*** Opening of Material for this task ***

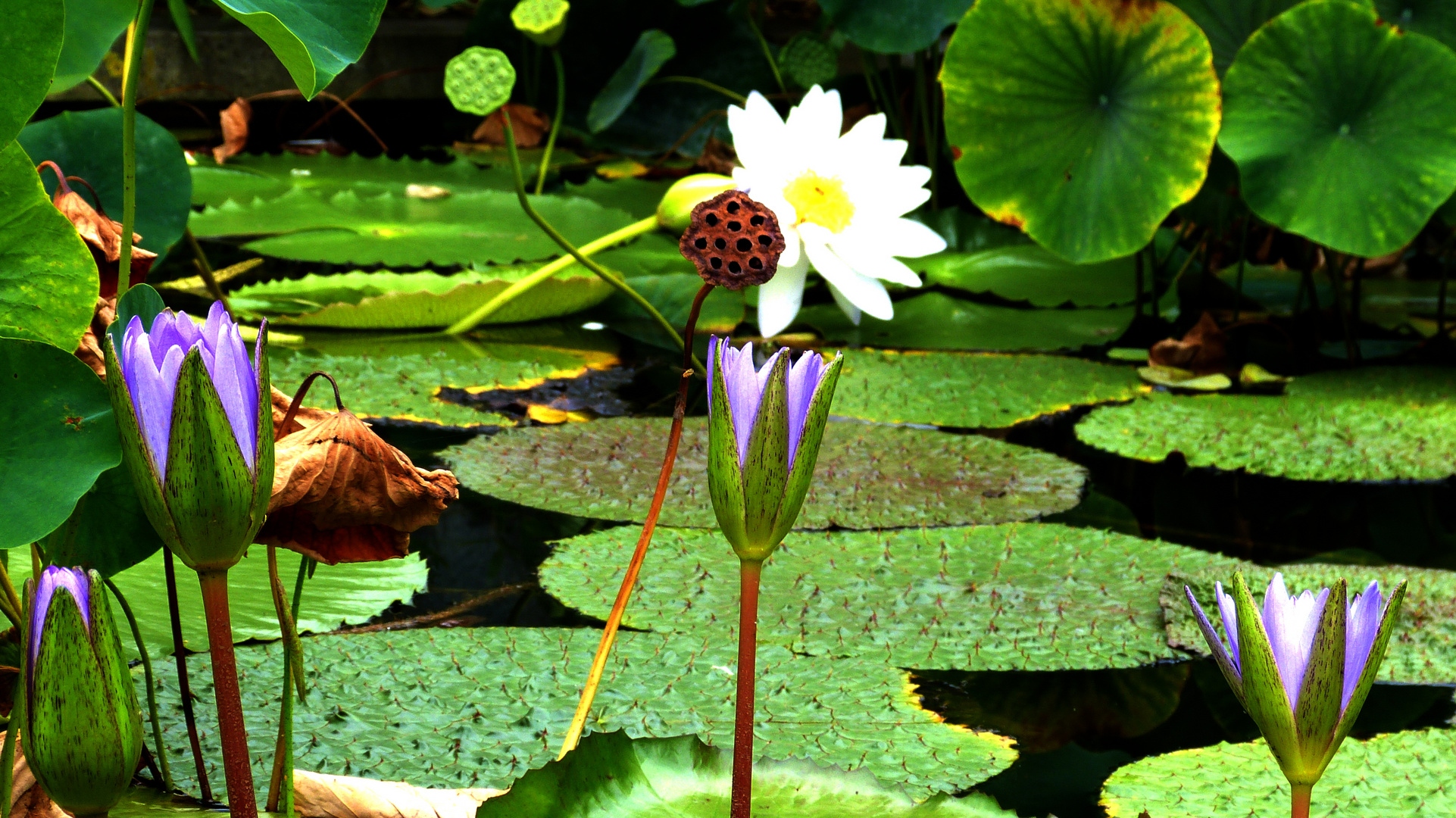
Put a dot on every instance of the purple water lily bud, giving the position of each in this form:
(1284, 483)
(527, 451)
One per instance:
(197, 431)
(1302, 666)
(765, 429)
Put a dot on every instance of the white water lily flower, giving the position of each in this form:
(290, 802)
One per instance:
(839, 200)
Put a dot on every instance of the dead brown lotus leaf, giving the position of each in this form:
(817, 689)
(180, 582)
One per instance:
(527, 124)
(235, 130)
(341, 494)
(102, 235)
(317, 795)
(1201, 351)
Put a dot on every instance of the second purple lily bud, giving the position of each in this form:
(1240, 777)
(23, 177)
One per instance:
(1302, 666)
(765, 429)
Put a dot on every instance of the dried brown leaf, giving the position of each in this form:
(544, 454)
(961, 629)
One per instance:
(341, 494)
(235, 130)
(527, 124)
(317, 795)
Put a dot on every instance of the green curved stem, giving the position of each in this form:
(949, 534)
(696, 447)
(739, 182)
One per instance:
(161, 750)
(136, 44)
(731, 95)
(555, 123)
(555, 236)
(546, 271)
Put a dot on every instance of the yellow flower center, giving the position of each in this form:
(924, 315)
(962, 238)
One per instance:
(820, 200)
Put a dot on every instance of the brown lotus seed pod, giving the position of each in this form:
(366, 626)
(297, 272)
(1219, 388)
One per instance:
(733, 241)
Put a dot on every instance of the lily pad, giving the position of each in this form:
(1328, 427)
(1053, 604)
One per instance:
(480, 706)
(483, 226)
(1372, 424)
(47, 276)
(1030, 273)
(1083, 123)
(268, 176)
(609, 775)
(1423, 647)
(936, 320)
(401, 379)
(336, 595)
(1015, 597)
(417, 300)
(1361, 172)
(868, 476)
(88, 145)
(973, 390)
(1401, 773)
(58, 437)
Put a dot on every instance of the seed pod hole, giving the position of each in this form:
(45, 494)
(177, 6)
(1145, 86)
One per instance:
(733, 241)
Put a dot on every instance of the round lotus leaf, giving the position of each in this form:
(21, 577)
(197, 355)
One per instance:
(867, 476)
(614, 776)
(1372, 424)
(1083, 123)
(1340, 126)
(1423, 650)
(973, 390)
(1400, 773)
(1015, 597)
(478, 80)
(808, 60)
(480, 706)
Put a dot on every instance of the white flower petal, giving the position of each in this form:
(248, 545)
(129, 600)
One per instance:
(781, 296)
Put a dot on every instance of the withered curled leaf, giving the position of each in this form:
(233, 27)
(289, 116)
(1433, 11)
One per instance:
(341, 494)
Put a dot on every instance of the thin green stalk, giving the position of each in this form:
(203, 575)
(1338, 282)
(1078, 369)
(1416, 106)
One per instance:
(102, 91)
(767, 53)
(730, 93)
(546, 271)
(136, 44)
(159, 748)
(555, 121)
(561, 241)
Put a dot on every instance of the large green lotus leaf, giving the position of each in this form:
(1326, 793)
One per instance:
(480, 706)
(1014, 597)
(1030, 273)
(973, 390)
(245, 178)
(1372, 424)
(31, 41)
(315, 39)
(336, 595)
(868, 476)
(1340, 127)
(1400, 773)
(1432, 18)
(417, 300)
(895, 27)
(614, 776)
(401, 380)
(91, 30)
(1083, 123)
(1423, 647)
(47, 276)
(58, 437)
(1228, 23)
(936, 320)
(483, 226)
(88, 145)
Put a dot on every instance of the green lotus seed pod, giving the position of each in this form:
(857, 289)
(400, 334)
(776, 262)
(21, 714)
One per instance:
(478, 80)
(543, 20)
(676, 210)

*** Close of Material for this task ***

Reproduce the records above word for word, without the images.

→ **Solution to the problem**
Put a dot on every instance of the purple water lily bud, giving the position of each in this form:
(1284, 483)
(527, 451)
One per instance:
(197, 431)
(1302, 666)
(765, 429)
Put a dot on every instance of the white water lily flower, giving the position of each in this form:
(290, 802)
One per instance:
(839, 200)
Put a dot on every instance of the dead brown lotus leaf, giving the position of each in this form:
(817, 689)
(180, 582)
One per instance:
(527, 124)
(235, 130)
(341, 494)
(102, 235)
(317, 795)
(1201, 351)
Put a dot on every instance of the second purple lily bud, giving the position of each in this form:
(1240, 777)
(23, 177)
One per instance:
(1302, 666)
(765, 429)
Put a dot on every instance of the dried brown leaf, giving the position of each in this form:
(544, 454)
(961, 629)
One per instance:
(341, 494)
(235, 130)
(527, 124)
(317, 795)
Put a dot on every instance of the green curved stem, giving the position of each in this form:
(949, 534)
(696, 447)
(739, 182)
One per instance:
(161, 750)
(136, 44)
(731, 95)
(555, 123)
(555, 236)
(546, 271)
Put a dot on every instance of the yellow flower center, giving the position of each in this form:
(924, 315)
(962, 238)
One per instance:
(820, 200)
Put a dot on every instance of the brown lotus seed pod, giving the position of each in this form:
(366, 626)
(297, 272)
(1219, 388)
One per instance:
(733, 241)
Put a dot on every instance of the lily pad, giving the position of each in this form:
(1328, 427)
(1053, 604)
One per instance:
(480, 706)
(483, 226)
(1372, 424)
(47, 276)
(1030, 273)
(1083, 123)
(268, 176)
(609, 775)
(1423, 647)
(936, 320)
(401, 379)
(336, 595)
(1015, 597)
(417, 300)
(1361, 172)
(868, 476)
(88, 145)
(973, 390)
(1401, 773)
(58, 437)
Put a dot on every instance of the seed pod hole, giving the position of each in this form:
(45, 494)
(177, 6)
(1145, 86)
One per instance:
(733, 241)
Put a dot on every instance of the round lotus leaf, giving the position of each in this form:
(21, 577)
(197, 355)
One per instance:
(867, 476)
(614, 776)
(1372, 424)
(1083, 123)
(1340, 126)
(1423, 650)
(973, 390)
(1400, 773)
(1015, 597)
(478, 80)
(808, 60)
(480, 706)
Put a dot on every instance of the white flower petal, giving the position of each in this form:
(248, 545)
(129, 600)
One per instance:
(781, 296)
Put a dot on every instance of the withered curled leaf, giving the position of each in this form:
(233, 27)
(289, 116)
(1433, 11)
One per instance:
(341, 494)
Put a dot on every instance of the thin green stalk, giving the position of each in this form:
(203, 575)
(1338, 282)
(1078, 369)
(1416, 106)
One per instance:
(102, 91)
(767, 53)
(730, 93)
(546, 271)
(136, 44)
(159, 748)
(555, 121)
(561, 241)
Put a dot on every instance of the large green lotus leaf, giving the position of each in this form:
(1326, 793)
One per instance:
(480, 706)
(1014, 597)
(1030, 273)
(973, 390)
(245, 178)
(1372, 424)
(31, 41)
(315, 39)
(336, 595)
(868, 476)
(1340, 127)
(1400, 773)
(1432, 18)
(417, 300)
(895, 27)
(614, 776)
(401, 380)
(91, 30)
(1083, 123)
(1423, 647)
(47, 276)
(58, 437)
(1228, 23)
(936, 320)
(483, 226)
(88, 145)
Put a dot on every instance of the green lotus seed pod, giving the position of each in this form:
(857, 289)
(400, 334)
(776, 262)
(21, 714)
One per instance:
(478, 80)
(543, 20)
(676, 210)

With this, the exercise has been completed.